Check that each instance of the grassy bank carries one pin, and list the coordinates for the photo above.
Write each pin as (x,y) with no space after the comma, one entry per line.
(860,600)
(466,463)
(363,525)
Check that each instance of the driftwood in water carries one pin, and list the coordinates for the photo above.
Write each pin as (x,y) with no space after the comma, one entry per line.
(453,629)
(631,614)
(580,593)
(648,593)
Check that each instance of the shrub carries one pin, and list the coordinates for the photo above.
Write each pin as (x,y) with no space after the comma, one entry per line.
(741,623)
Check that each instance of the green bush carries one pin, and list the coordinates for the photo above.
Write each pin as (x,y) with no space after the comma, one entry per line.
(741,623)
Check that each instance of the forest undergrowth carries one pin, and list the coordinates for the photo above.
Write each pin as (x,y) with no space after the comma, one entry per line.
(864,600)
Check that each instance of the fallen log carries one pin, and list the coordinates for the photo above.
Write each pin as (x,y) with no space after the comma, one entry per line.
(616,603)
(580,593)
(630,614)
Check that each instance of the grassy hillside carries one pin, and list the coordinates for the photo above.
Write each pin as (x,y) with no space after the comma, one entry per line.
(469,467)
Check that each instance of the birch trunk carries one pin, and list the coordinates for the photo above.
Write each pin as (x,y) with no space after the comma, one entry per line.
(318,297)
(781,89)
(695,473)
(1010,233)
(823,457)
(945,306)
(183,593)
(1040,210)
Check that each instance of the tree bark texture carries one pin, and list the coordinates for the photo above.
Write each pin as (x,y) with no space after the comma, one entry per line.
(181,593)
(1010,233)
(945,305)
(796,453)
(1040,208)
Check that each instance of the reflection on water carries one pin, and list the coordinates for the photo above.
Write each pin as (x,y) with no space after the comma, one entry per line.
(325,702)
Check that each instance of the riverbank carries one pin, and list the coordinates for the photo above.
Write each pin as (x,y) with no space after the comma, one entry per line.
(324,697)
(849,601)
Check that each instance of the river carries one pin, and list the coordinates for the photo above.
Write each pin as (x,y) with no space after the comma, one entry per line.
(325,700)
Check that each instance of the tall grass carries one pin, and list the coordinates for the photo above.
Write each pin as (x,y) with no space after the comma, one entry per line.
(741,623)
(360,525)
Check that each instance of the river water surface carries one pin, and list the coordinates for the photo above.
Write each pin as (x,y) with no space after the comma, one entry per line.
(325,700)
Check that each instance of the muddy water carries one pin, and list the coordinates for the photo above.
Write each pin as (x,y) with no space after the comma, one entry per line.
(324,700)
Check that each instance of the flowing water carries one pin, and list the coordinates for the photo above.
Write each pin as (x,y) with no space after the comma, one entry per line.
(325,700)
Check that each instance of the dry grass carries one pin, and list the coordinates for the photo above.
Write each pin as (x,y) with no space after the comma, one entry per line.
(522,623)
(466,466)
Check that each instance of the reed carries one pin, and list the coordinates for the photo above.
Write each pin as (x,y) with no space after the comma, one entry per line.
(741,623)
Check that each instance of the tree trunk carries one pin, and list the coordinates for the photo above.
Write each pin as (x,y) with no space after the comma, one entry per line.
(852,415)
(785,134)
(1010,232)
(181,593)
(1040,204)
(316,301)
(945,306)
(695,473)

**SET EXERCISE**
Repeat the lines from the one containing "Check that each instance of the river water" through the end of the listing, exactly and without any other lines; both ends are included.

**FULL SOLUTION**
Check that each instance of the river water surface carries one pin, and list the coordinates for the photo above.
Write each pin as (x,y) with no space after the comma, one entry per line.
(325,700)
Check that each instance of the muddy water carries one pin, and list the coordinates for the photo above.
Write each pin as (x,y) with no space after the comma, one entry per line.
(324,700)
Check that each instance of the flowing water carries one pin, and list the coordinates for the photo above.
Write each pin as (x,y) with no space after the comma, one entry per line.
(325,700)
Check that each instance of the dry grass carries one pin, and list the coordinates for the photo above.
Write each pin as (x,y) with no space after the comma, one entry per line.
(522,623)
(466,466)
Check that each instance of the reed carries one pin, and list the coordinates for the photo above.
Write each pin as (x,y) with no space after the comma, one entry per line.
(741,623)
Check that each instance of the tree trunk carries one pin, and list the coordinates for the photo above.
Write each pin as (x,y) with no space after the comma, one entry per line.
(852,415)
(785,134)
(1010,232)
(181,593)
(1040,204)
(316,301)
(945,306)
(695,473)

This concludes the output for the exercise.